Task directions
Can you quote the records below in full, word for word?

Natural language region descriptions
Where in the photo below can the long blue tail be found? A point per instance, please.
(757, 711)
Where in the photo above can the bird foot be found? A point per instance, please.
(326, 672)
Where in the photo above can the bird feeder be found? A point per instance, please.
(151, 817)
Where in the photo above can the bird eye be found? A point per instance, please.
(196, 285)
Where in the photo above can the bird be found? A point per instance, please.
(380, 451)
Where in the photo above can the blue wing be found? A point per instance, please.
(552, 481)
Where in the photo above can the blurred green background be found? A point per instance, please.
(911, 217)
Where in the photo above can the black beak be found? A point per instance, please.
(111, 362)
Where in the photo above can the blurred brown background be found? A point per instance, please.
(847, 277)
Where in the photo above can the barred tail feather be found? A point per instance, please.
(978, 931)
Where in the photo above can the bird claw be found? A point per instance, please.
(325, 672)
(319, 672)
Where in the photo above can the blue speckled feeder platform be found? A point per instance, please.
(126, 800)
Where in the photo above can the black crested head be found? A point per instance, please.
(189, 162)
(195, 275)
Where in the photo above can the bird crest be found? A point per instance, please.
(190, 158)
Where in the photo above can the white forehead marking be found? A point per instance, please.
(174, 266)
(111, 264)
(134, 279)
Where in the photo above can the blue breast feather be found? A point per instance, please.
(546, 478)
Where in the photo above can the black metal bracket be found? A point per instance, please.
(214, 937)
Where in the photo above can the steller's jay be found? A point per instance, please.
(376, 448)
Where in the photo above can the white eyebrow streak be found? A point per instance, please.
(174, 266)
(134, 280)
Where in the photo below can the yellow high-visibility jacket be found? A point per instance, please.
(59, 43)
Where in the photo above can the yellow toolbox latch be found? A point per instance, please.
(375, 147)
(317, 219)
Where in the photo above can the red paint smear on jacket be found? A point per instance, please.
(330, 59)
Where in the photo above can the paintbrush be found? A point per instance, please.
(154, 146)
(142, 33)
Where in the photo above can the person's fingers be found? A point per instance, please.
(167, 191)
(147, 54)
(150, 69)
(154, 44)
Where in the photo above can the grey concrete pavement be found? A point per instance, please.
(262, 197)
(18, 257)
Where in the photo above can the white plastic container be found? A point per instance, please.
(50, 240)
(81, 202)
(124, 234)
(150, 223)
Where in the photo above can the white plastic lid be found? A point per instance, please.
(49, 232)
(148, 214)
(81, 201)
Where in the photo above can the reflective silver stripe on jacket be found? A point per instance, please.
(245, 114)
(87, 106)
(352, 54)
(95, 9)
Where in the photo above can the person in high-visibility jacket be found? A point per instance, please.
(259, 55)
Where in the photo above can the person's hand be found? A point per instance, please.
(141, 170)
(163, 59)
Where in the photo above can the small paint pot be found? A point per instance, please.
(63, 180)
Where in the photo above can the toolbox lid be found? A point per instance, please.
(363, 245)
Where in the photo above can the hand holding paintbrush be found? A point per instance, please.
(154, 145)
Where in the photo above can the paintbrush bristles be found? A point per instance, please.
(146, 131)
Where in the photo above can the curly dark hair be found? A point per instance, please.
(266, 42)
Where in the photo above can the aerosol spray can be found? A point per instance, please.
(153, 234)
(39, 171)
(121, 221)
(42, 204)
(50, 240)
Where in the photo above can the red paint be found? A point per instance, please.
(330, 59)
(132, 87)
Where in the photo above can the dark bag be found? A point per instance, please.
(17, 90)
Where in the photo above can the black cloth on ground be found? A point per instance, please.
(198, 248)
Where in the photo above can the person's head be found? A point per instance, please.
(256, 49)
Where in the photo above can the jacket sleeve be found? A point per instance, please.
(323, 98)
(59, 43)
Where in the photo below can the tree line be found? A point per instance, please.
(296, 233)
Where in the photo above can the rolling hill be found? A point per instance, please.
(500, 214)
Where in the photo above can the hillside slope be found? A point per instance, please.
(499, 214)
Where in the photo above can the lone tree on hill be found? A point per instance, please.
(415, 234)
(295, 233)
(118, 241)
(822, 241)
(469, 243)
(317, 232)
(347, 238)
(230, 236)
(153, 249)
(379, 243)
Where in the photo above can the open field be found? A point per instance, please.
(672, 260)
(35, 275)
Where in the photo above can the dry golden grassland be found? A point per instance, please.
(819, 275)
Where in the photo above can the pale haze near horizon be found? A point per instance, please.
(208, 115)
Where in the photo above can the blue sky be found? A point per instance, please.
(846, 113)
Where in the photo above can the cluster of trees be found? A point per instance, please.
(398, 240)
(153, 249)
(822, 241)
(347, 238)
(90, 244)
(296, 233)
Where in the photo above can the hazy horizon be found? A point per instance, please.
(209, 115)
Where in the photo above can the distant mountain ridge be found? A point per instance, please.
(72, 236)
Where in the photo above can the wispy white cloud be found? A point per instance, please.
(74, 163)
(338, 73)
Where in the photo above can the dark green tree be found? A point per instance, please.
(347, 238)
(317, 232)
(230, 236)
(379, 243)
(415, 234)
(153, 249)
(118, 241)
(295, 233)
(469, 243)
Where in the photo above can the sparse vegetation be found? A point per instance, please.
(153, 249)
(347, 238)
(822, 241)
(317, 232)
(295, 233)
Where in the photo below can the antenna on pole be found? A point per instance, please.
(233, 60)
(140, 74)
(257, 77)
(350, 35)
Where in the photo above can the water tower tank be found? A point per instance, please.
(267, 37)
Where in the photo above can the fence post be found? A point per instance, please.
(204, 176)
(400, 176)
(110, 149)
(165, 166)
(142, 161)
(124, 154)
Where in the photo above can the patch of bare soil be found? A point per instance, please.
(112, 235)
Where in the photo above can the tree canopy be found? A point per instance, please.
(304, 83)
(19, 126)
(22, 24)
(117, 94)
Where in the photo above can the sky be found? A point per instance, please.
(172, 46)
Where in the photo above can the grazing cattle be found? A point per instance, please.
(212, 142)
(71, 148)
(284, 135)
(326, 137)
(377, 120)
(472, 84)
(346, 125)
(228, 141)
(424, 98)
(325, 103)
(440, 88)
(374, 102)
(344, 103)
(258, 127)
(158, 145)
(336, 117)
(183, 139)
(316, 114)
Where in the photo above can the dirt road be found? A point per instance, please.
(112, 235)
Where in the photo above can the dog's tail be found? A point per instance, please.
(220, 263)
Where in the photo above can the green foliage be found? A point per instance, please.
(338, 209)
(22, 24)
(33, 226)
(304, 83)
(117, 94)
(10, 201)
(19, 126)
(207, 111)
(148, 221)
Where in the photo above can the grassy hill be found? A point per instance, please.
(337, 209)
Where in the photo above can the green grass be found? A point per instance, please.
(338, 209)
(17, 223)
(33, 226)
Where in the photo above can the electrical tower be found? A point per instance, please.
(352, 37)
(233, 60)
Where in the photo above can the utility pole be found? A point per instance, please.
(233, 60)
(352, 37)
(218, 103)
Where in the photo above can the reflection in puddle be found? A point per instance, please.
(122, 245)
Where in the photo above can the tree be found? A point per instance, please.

Solution for this task
Where in the photo below can the long blue tail be found? A point per instance, please.
(757, 711)
Where in the photo above can the bird foot be found? A point per instance, please.
(326, 672)
Where in the photo above can the bird feeder be found? A point per instance, please.
(151, 817)
Where in the photo above can the bird eye be found? A point per instance, please.
(196, 285)
Where in the photo above can the bird be found? A point per instance, please.
(380, 451)
Where in the photo above can the blue wing be found? A point per instance, please.
(552, 481)
Where in the photo above can the blurred green background be found? A point per instance, please.
(911, 217)
Where in the photo above can the black beak be found? A point per instance, please.
(111, 362)
Where in the photo above can the blurred brown background be found? A point per instance, please.
(847, 277)
Where in the photo above can the barred tail feather be found? A point per instance, please.
(978, 931)
Where in the photo above can the bird claw be found? A point per instance, please.
(325, 672)
(319, 672)
Where in the photo above can the blue speckled feeder platform be found? A point per instance, please.
(126, 800)
Where in the photo above can the black crested head be found? A point per instance, please.
(189, 162)
(195, 275)
Where in the photo above can the bird crest be found? A point per instance, please.
(190, 158)
Where in the photo above can the white forehead marking be found? A point per instance, please.
(174, 266)
(111, 264)
(134, 279)
Where in the photo above can the blue breast feather be found? A point per instance, please.
(546, 478)
Where in the photo above can the black metal bracket be found? A point per instance, please.
(214, 937)
Where in the photo above can the steller's jay be found? A point per instance, please.
(376, 448)
Where in the photo above can the white eyebrow streak be found? A point per instance, please.
(174, 266)
(134, 280)
Where in the photo below can the yellow high-visibility jacket be found? A point per instance, please.
(59, 43)
Where in the photo above can the yellow toolbox latch be found? A point per instance, please.
(375, 147)
(317, 219)
Where in the photo above can the red paint smear on jacket be found? A point per instance, please.
(330, 59)
Where in the photo above can the paintbrush be found? A point per instance, please.
(154, 146)
(142, 33)
Where in the photo above can the person's fingers be found? A point per instance, please.
(167, 191)
(147, 54)
(150, 69)
(154, 44)
Where in the photo above can the grey concrete pavement be found? A point per instance, please.
(262, 197)
(18, 257)
Where in the photo above can the white plastic container be found? A point per instance, please.
(50, 240)
(81, 202)
(124, 234)
(150, 223)
Where in the photo above can the white plastic lid be found? A point per instance, please.
(49, 232)
(148, 214)
(81, 201)
Where in the photo above can the reflective silver stripe on jacket be found? A point per instance, please.
(245, 114)
(87, 106)
(352, 54)
(95, 9)
Where in the photo above can the person in high-visibility jacket be found? A point per instance, please.
(259, 55)
Where in the photo above can the person's hand be found? A point per instance, please.
(141, 170)
(163, 59)
Where in the photo above can the small paint pot be found? A point per instance, please.
(63, 180)
Where in the photo above can the toolbox lid be found? A point per instance, please.
(363, 245)
Where in the photo above can the hand holding paintbrush be found? A point per instance, please.
(154, 145)
Where in the photo above can the paintbrush bristles be found? A point per instance, please.
(146, 131)
Where in the photo above can the curly dark hair be found? A point per instance, please.
(266, 42)
Where in the photo above can the aerosol spray can be found? A point per instance, please.
(153, 234)
(39, 171)
(121, 221)
(42, 204)
(50, 240)
Where in the photo above can the red paint be found? A point per instance, please.
(330, 59)
(132, 87)
Where in the photo above can the dark bag be found? A point per instance, please.
(17, 90)
Where in the photo above can the black cloth on ground be found? A point per instance, please.
(198, 248)
Where in the photo above can the person's head be found? A point per instance, please.
(256, 49)
Where in the photo above can the jacket sleeve be found? A point per instance, please.
(323, 98)
(59, 43)
Where in the photo below can the tree line be found? A point per instance, please.
(296, 233)
Where in the photo above can the rolling hill be found? A point per instance, please.
(500, 214)
Where in the photo above can the hillside slope be found? A point per instance, please.
(499, 214)
Where in the photo above can the lone tree on hill be found? A point per instance, please.
(415, 234)
(295, 233)
(118, 241)
(822, 241)
(469, 243)
(317, 232)
(347, 238)
(230, 236)
(153, 249)
(379, 243)
Where in the photo above can the open field be found? A point per instance, please.
(672, 260)
(35, 275)
Where in the photo above can the dry golden grassland be found? A point per instance, please.
(819, 275)
Where in the photo above can the pale haze near horizon be found? A point per instance, please.
(208, 115)
Where in the photo above can the blue sky be found? A point per instance, please.
(846, 113)
Where in the photo above can the cluster of trees be found? A point per instance, please.
(398, 240)
(153, 249)
(822, 241)
(347, 238)
(90, 244)
(296, 233)
Where in the photo above can the hazy horizon be found? A point per instance, please.
(209, 115)
Where in the photo above can the distant mountain ridge be found? A point per instance, please.
(72, 236)
Where in the photo above can the wispy white cloud be found? A point per instance, please.
(74, 163)
(338, 73)
Where in the photo above can the dark green tree be found? A point per instance, please.
(347, 238)
(317, 232)
(230, 236)
(379, 243)
(415, 234)
(153, 249)
(118, 241)
(295, 233)
(469, 243)
Where in the photo above can the sparse vegetation be found? A point per instance, please.
(153, 249)
(347, 238)
(822, 241)
(317, 232)
(295, 233)
Where in the photo below can the antenna on pole be found? A point per instance, please.
(233, 60)
(140, 74)
(257, 77)
(350, 35)
Where in the photo above can the water tower tank be found? A point per instance, please.
(267, 37)
Where in the photo above can the fence post be found? A point per instance, please.
(204, 176)
(400, 176)
(110, 149)
(165, 166)
(142, 161)
(124, 154)
Where in the photo above can the patch of bare soil be found? A point per instance, please.
(112, 235)
Where in the photo above can the tree canopy be found? A point per instance, please.
(304, 83)
(19, 126)
(22, 24)
(117, 94)
Where in the photo above can the sky be found? A point per instance, please.
(172, 46)
Where in the photo above can the grazing cattle be found? A point per instance, please.
(212, 142)
(71, 148)
(284, 135)
(326, 137)
(377, 120)
(472, 84)
(346, 125)
(228, 141)
(424, 98)
(325, 103)
(440, 88)
(374, 102)
(344, 103)
(258, 127)
(158, 145)
(336, 117)
(183, 139)
(316, 114)
Where in the photo above can the dirt road be found? A point per instance, please.
(112, 235)
Where in the photo above can the dog's tail be found? A point per instance, please.
(220, 263)
Where in the photo above can the green foliage be found? A point per instance, please.
(338, 209)
(22, 24)
(33, 226)
(304, 83)
(117, 94)
(10, 201)
(19, 126)
(207, 111)
(148, 221)
Where in the photo above can the grassy hill be found? A point per instance, please.
(337, 209)
Where in the photo above can the green grass be found? A point per instance, please.
(338, 209)
(17, 223)
(33, 226)
Where in the photo above can the electrical tower be found? A point per instance, please.
(352, 37)
(233, 60)
Where in the photo above can the utility pole be found? A point per instance, please.
(233, 60)
(352, 37)
(218, 103)
Where in the photo above can the reflection in puddle be found? A point per instance, please.
(122, 245)
Where in the photo above can the tree be found? A point per instance, please.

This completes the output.